Prompt: Could you repeat, word for word, every line from the one containing "point: white label" through the final line of the records below, and nothing else?
____ Information shown
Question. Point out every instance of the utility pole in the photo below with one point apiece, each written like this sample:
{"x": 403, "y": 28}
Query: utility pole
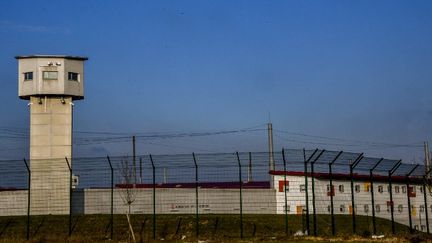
{"x": 427, "y": 158}
{"x": 271, "y": 154}
{"x": 133, "y": 160}
{"x": 270, "y": 140}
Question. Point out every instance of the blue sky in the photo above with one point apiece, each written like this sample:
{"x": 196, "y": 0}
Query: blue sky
{"x": 341, "y": 75}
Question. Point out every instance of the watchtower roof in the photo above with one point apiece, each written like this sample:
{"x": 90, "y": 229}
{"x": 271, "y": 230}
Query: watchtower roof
{"x": 80, "y": 58}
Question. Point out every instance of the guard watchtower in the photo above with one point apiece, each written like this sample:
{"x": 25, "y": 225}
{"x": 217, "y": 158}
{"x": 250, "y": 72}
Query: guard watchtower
{"x": 51, "y": 83}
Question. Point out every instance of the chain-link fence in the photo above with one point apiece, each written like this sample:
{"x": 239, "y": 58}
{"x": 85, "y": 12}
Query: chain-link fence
{"x": 237, "y": 195}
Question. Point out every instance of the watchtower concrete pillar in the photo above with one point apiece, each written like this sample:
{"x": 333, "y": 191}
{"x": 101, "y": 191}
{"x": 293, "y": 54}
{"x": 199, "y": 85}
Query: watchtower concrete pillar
{"x": 51, "y": 83}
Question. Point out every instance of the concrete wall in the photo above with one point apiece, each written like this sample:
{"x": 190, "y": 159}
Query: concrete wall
{"x": 168, "y": 201}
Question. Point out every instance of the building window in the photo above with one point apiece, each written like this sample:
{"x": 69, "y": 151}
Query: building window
{"x": 302, "y": 188}
{"x": 367, "y": 187}
{"x": 28, "y": 76}
{"x": 50, "y": 75}
{"x": 73, "y": 76}
{"x": 357, "y": 188}
{"x": 380, "y": 189}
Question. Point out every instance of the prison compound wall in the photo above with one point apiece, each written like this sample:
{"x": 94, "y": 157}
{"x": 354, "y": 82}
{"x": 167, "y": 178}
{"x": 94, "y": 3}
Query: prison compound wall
{"x": 255, "y": 201}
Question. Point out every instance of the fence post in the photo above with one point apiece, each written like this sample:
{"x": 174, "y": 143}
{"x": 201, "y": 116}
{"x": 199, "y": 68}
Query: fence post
{"x": 313, "y": 190}
{"x": 28, "y": 199}
{"x": 306, "y": 187}
{"x": 112, "y": 199}
{"x": 425, "y": 199}
{"x": 390, "y": 173}
{"x": 196, "y": 197}
{"x": 332, "y": 191}
{"x": 285, "y": 201}
{"x": 372, "y": 194}
{"x": 408, "y": 197}
{"x": 154, "y": 197}
{"x": 241, "y": 197}
{"x": 70, "y": 196}
{"x": 352, "y": 166}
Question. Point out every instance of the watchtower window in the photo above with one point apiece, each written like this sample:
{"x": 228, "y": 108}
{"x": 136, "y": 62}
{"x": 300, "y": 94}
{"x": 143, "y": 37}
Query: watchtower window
{"x": 50, "y": 75}
{"x": 73, "y": 76}
{"x": 28, "y": 76}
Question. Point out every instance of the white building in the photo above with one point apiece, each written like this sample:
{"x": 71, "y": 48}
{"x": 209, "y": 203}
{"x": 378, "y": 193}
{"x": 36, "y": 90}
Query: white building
{"x": 295, "y": 187}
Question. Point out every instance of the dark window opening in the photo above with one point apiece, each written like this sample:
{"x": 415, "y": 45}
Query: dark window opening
{"x": 28, "y": 76}
{"x": 73, "y": 76}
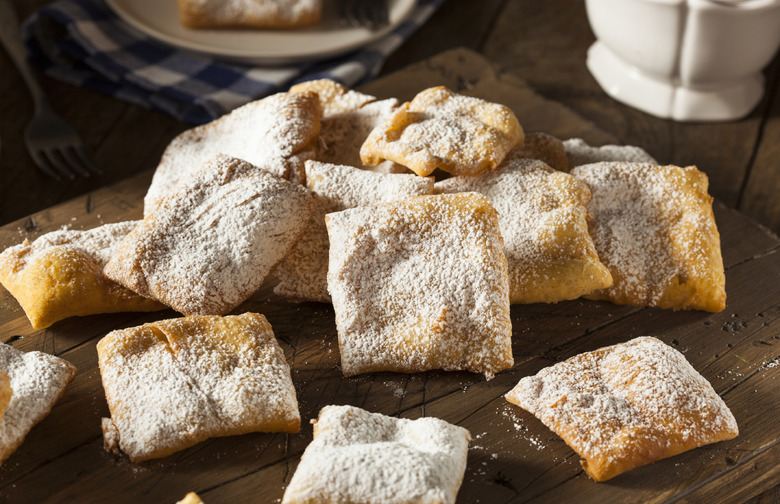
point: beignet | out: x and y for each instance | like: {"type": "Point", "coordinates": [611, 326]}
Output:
{"type": "Point", "coordinates": [60, 275]}
{"type": "Point", "coordinates": [359, 457]}
{"type": "Point", "coordinates": [37, 380]}
{"type": "Point", "coordinates": [277, 133]}
{"type": "Point", "coordinates": [173, 383]}
{"type": "Point", "coordinates": [543, 219]}
{"type": "Point", "coordinates": [211, 244]}
{"type": "Point", "coordinates": [459, 134]}
{"type": "Point", "coordinates": [249, 13]}
{"type": "Point", "coordinates": [304, 270]}
{"type": "Point", "coordinates": [654, 230]}
{"type": "Point", "coordinates": [626, 405]}
{"type": "Point", "coordinates": [420, 284]}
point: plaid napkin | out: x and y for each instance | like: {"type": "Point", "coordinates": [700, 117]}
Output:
{"type": "Point", "coordinates": [84, 43]}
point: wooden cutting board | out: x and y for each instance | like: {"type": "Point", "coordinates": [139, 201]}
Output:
{"type": "Point", "coordinates": [513, 457]}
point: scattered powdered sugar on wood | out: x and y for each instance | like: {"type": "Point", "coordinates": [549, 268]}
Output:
{"type": "Point", "coordinates": [37, 382]}
{"type": "Point", "coordinates": [358, 456]}
{"type": "Point", "coordinates": [543, 219]}
{"type": "Point", "coordinates": [653, 228]}
{"type": "Point", "coordinates": [580, 153]}
{"type": "Point", "coordinates": [420, 284]}
{"type": "Point", "coordinates": [626, 405]}
{"type": "Point", "coordinates": [173, 383]}
{"type": "Point", "coordinates": [277, 134]}
{"type": "Point", "coordinates": [211, 244]}
{"type": "Point", "coordinates": [303, 272]}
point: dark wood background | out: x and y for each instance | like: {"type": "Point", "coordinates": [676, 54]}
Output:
{"type": "Point", "coordinates": [525, 46]}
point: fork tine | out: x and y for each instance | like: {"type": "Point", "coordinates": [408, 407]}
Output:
{"type": "Point", "coordinates": [43, 165]}
{"type": "Point", "coordinates": [70, 158]}
{"type": "Point", "coordinates": [61, 167]}
{"type": "Point", "coordinates": [86, 161]}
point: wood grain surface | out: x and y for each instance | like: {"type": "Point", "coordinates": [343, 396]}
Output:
{"type": "Point", "coordinates": [513, 457]}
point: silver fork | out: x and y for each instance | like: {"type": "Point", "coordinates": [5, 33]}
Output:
{"type": "Point", "coordinates": [52, 142]}
{"type": "Point", "coordinates": [371, 14]}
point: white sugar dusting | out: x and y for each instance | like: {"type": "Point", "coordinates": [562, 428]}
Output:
{"type": "Point", "coordinates": [37, 381]}
{"type": "Point", "coordinates": [211, 244]}
{"type": "Point", "coordinates": [303, 272]}
{"type": "Point", "coordinates": [357, 456]}
{"type": "Point", "coordinates": [440, 254]}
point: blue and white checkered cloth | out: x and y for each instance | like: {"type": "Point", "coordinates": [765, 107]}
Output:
{"type": "Point", "coordinates": [84, 43]}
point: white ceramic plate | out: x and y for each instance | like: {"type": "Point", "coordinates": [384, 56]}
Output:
{"type": "Point", "coordinates": [160, 19]}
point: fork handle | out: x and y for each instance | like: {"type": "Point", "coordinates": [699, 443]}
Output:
{"type": "Point", "coordinates": [11, 38]}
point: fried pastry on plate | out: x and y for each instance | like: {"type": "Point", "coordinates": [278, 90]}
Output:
{"type": "Point", "coordinates": [543, 219]}
{"type": "Point", "coordinates": [654, 230]}
{"type": "Point", "coordinates": [459, 134]}
{"type": "Point", "coordinates": [580, 153]}
{"type": "Point", "coordinates": [252, 13]}
{"type": "Point", "coordinates": [361, 457]}
{"type": "Point", "coordinates": [347, 118]}
{"type": "Point", "coordinates": [277, 133]}
{"type": "Point", "coordinates": [544, 147]}
{"type": "Point", "coordinates": [626, 405]}
{"type": "Point", "coordinates": [37, 380]}
{"type": "Point", "coordinates": [60, 275]}
{"type": "Point", "coordinates": [210, 245]}
{"type": "Point", "coordinates": [304, 270]}
{"type": "Point", "coordinates": [173, 383]}
{"type": "Point", "coordinates": [420, 284]}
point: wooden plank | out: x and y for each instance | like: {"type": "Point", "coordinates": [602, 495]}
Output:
{"type": "Point", "coordinates": [759, 197]}
{"type": "Point", "coordinates": [513, 457]}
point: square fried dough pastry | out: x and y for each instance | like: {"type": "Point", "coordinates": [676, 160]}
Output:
{"type": "Point", "coordinates": [420, 284]}
{"type": "Point", "coordinates": [626, 405]}
{"type": "Point", "coordinates": [36, 381]}
{"type": "Point", "coordinates": [304, 270]}
{"type": "Point", "coordinates": [174, 383]}
{"type": "Point", "coordinates": [210, 245]}
{"type": "Point", "coordinates": [544, 147]}
{"type": "Point", "coordinates": [358, 457]}
{"type": "Point", "coordinates": [580, 153]}
{"type": "Point", "coordinates": [60, 275]}
{"type": "Point", "coordinates": [459, 134]}
{"type": "Point", "coordinates": [543, 218]}
{"type": "Point", "coordinates": [249, 13]}
{"type": "Point", "coordinates": [277, 133]}
{"type": "Point", "coordinates": [347, 119]}
{"type": "Point", "coordinates": [654, 230]}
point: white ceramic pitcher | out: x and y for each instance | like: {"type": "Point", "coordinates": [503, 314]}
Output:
{"type": "Point", "coordinates": [688, 60]}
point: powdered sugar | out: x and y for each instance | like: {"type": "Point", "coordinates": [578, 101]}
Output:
{"type": "Point", "coordinates": [273, 13]}
{"type": "Point", "coordinates": [580, 153]}
{"type": "Point", "coordinates": [37, 382]}
{"type": "Point", "coordinates": [626, 405]}
{"type": "Point", "coordinates": [276, 133]}
{"type": "Point", "coordinates": [211, 244]}
{"type": "Point", "coordinates": [357, 456]}
{"type": "Point", "coordinates": [176, 382]}
{"type": "Point", "coordinates": [653, 228]}
{"type": "Point", "coordinates": [420, 284]}
{"type": "Point", "coordinates": [460, 134]}
{"type": "Point", "coordinates": [97, 244]}
{"type": "Point", "coordinates": [303, 272]}
{"type": "Point", "coordinates": [542, 215]}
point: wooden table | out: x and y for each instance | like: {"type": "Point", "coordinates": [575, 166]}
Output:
{"type": "Point", "coordinates": [513, 457]}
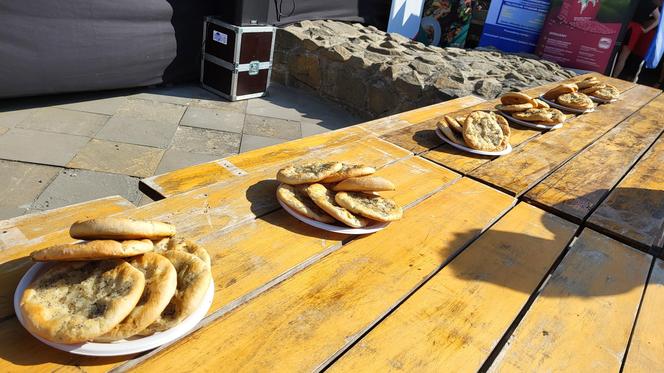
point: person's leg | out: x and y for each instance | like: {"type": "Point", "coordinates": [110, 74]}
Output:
{"type": "Point", "coordinates": [622, 59]}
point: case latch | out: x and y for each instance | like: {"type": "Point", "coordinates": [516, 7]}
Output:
{"type": "Point", "coordinates": [254, 67]}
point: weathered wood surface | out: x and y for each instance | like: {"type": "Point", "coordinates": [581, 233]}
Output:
{"type": "Point", "coordinates": [21, 235]}
{"type": "Point", "coordinates": [254, 256]}
{"type": "Point", "coordinates": [299, 324]}
{"type": "Point", "coordinates": [646, 349]}
{"type": "Point", "coordinates": [582, 319]}
{"type": "Point", "coordinates": [456, 319]}
{"type": "Point", "coordinates": [527, 165]}
{"type": "Point", "coordinates": [634, 211]}
{"type": "Point", "coordinates": [576, 188]}
{"type": "Point", "coordinates": [186, 179]}
{"type": "Point", "coordinates": [465, 163]}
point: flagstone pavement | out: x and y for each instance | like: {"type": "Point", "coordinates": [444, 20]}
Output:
{"type": "Point", "coordinates": [65, 149]}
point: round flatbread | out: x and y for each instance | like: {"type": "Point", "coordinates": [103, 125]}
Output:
{"type": "Point", "coordinates": [456, 138]}
{"type": "Point", "coordinates": [160, 283]}
{"type": "Point", "coordinates": [370, 206]}
{"type": "Point", "coordinates": [562, 89]}
{"type": "Point", "coordinates": [483, 132]}
{"type": "Point", "coordinates": [534, 115]}
{"type": "Point", "coordinates": [364, 184]}
{"type": "Point", "coordinates": [516, 98]}
{"type": "Point", "coordinates": [454, 124]}
{"type": "Point", "coordinates": [576, 100]}
{"type": "Point", "coordinates": [514, 108]}
{"type": "Point", "coordinates": [77, 302]}
{"type": "Point", "coordinates": [587, 82]}
{"type": "Point", "coordinates": [539, 104]}
{"type": "Point", "coordinates": [93, 250]}
{"type": "Point", "coordinates": [193, 281]}
{"type": "Point", "coordinates": [182, 244]}
{"type": "Point", "coordinates": [120, 229]}
{"type": "Point", "coordinates": [324, 198]}
{"type": "Point", "coordinates": [295, 197]}
{"type": "Point", "coordinates": [608, 92]}
{"type": "Point", "coordinates": [308, 173]}
{"type": "Point", "coordinates": [349, 170]}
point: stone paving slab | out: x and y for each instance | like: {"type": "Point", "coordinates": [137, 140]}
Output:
{"type": "Point", "coordinates": [174, 159]}
{"type": "Point", "coordinates": [9, 119]}
{"type": "Point", "coordinates": [272, 127]}
{"type": "Point", "coordinates": [251, 142]}
{"type": "Point", "coordinates": [106, 105]}
{"type": "Point", "coordinates": [137, 131]}
{"type": "Point", "coordinates": [118, 158]}
{"type": "Point", "coordinates": [21, 184]}
{"type": "Point", "coordinates": [202, 117]}
{"type": "Point", "coordinates": [40, 147]}
{"type": "Point", "coordinates": [64, 121]}
{"type": "Point", "coordinates": [204, 141]}
{"type": "Point", "coordinates": [74, 186]}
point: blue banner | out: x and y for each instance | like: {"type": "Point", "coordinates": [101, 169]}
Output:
{"type": "Point", "coordinates": [514, 26]}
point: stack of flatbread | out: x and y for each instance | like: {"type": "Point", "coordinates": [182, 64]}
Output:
{"type": "Point", "coordinates": [523, 107]}
{"type": "Point", "coordinates": [593, 87]}
{"type": "Point", "coordinates": [129, 278]}
{"type": "Point", "coordinates": [480, 130]}
{"type": "Point", "coordinates": [333, 191]}
{"type": "Point", "coordinates": [568, 95]}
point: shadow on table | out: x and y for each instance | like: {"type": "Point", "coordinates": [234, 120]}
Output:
{"type": "Point", "coordinates": [649, 204]}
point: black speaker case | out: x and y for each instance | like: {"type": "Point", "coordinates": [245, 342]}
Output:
{"type": "Point", "coordinates": [231, 68]}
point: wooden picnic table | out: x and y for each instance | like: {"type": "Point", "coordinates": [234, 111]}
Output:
{"type": "Point", "coordinates": [547, 258]}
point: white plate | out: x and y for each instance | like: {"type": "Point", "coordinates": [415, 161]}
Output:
{"type": "Point", "coordinates": [334, 228]}
{"type": "Point", "coordinates": [565, 108]}
{"type": "Point", "coordinates": [531, 125]}
{"type": "Point", "coordinates": [469, 150]}
{"type": "Point", "coordinates": [123, 347]}
{"type": "Point", "coordinates": [601, 100]}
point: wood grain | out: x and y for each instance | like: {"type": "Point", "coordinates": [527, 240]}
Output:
{"type": "Point", "coordinates": [583, 317]}
{"type": "Point", "coordinates": [464, 162]}
{"type": "Point", "coordinates": [305, 320]}
{"type": "Point", "coordinates": [647, 346]}
{"type": "Point", "coordinates": [456, 319]}
{"type": "Point", "coordinates": [527, 165]}
{"type": "Point", "coordinates": [21, 235]}
{"type": "Point", "coordinates": [634, 211]}
{"type": "Point", "coordinates": [576, 188]}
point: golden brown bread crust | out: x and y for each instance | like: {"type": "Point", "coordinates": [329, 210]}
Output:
{"type": "Point", "coordinates": [75, 302]}
{"type": "Point", "coordinates": [364, 183]}
{"type": "Point", "coordinates": [120, 229]}
{"type": "Point", "coordinates": [160, 284]}
{"type": "Point", "coordinates": [93, 250]}
{"type": "Point", "coordinates": [193, 281]}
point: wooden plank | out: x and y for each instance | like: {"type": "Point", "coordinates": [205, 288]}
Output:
{"type": "Point", "coordinates": [647, 347]}
{"type": "Point", "coordinates": [27, 233]}
{"type": "Point", "coordinates": [382, 126]}
{"type": "Point", "coordinates": [633, 210]}
{"type": "Point", "coordinates": [263, 252]}
{"type": "Point", "coordinates": [465, 163]}
{"type": "Point", "coordinates": [300, 323]}
{"type": "Point", "coordinates": [583, 317]}
{"type": "Point", "coordinates": [527, 165]}
{"type": "Point", "coordinates": [189, 178]}
{"type": "Point", "coordinates": [456, 319]}
{"type": "Point", "coordinates": [576, 188]}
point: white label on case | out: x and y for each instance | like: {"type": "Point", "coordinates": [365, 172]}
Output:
{"type": "Point", "coordinates": [219, 37]}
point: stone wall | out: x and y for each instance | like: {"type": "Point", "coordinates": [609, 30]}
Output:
{"type": "Point", "coordinates": [373, 73]}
________
Final answer:
point: white label on case | out: x and y for each instance | like: {"type": "Point", "coordinates": [365, 172]}
Output:
{"type": "Point", "coordinates": [219, 37]}
point: stone wall | out: x and y for each instance | like: {"type": "Point", "coordinates": [609, 30]}
Output:
{"type": "Point", "coordinates": [373, 73]}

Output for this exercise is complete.